Quote the passage of the acoustics lecture summary between "Arnaud Bertrand, Institut" and "scatters to processes.", inclusive.

**Selected excerpt**
══════
Arnaud Bertrand, Institut de Recherche pour le Développement, France, addressed the SOMEACOUSTICS symposium with his lecture, From scatters to processes.
Living organisms follow non-random yet non-uniform distributions and tend to aggregate in patches. Both physical forcing and organism behaviour are implicit in the initiation and maintenance of this patchiness, with the latter increasing in importance with each step up the trophic chain. Observations on fine scale ocean dynamics (10 m to kms) do exist but are too fragmented to facilitate the development of comprehensive models over a range of scales. For this reason, the incorporation of these processes in models of marine ecosystem dynamics is still in its infancy, particularly at scales below the mesoscale.
Underwater acoustic techniques have an unrealized potential for multi-component observations of abiotic and biotic characteristics that can overcome previous limitations. A growing number of studies are taking advantage of recent improvements (e.g. multifrequency, broad band echosounders) to simultaneously characterize physical structures (e.g. thin layers, internal waves, eddies) and organisms patterns of distribution across scales from meters to thousands of kilometres. For instance, a series of acoustic-based studies addressed the bottom-up structuring theory and showed how (i) mesoscale (20-100 km) eddies creates pelagic oases for a variety of trophic levels; (ii) submesoscale (1-20 km) fronts modify zooplankton habitat and behaviour; or (iii) internal wave activity (100 m - kms) impact organisms distribution and behaviour.
However, understanding the processes in play and fully quantifying the bottom-up structuring require characterizing physical processes along-scales and quantifying their impact on biological components. Acoustics overcome limitations inherent to other sampling method. For instance acoustics allows for a robust estimation of the oxycline depth of the oxycline depth in regions where an oxygen minimum zone occurs. The vertical deformations of the oxycline reveal the upper ocean turbulence. From this information, available each second along the survey tract, it is possible to extract the upper ocean physical structures along scales (100 m to 100 km) over a large oceanic region. Tens of thousands of physical structures including internal waves or submeso- and mesoscale eddies can be extracted and characterised. The impact of these structures on acoustically-detected zooplankton and fish can then be estimated.
══════
**Data records**
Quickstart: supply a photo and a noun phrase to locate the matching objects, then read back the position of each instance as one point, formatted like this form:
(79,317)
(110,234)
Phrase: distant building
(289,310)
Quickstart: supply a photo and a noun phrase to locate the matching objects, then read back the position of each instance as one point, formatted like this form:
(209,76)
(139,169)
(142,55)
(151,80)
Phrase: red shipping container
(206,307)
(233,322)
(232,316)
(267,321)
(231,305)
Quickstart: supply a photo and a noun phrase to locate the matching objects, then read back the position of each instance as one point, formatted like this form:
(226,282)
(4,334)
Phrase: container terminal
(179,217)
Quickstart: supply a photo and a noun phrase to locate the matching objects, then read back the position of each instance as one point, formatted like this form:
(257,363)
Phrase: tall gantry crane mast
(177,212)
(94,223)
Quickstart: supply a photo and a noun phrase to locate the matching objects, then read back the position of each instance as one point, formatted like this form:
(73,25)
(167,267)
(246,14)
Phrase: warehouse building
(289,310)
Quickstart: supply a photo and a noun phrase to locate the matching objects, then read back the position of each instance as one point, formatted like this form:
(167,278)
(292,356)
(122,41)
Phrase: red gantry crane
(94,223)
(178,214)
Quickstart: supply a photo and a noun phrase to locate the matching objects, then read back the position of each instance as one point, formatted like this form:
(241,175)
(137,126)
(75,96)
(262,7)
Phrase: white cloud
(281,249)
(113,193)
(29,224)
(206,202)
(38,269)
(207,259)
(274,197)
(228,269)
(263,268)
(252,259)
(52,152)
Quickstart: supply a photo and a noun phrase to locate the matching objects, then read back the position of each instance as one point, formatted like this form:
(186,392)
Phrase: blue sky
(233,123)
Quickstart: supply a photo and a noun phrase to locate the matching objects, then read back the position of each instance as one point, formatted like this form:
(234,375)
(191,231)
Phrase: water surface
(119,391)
══════
**Finished exercise**
Arnaud Bertrand, Institut de Recherche pour le Développement, France, addressed the SOMEACOUSTICS symposium with his lecture, From scatters to processes.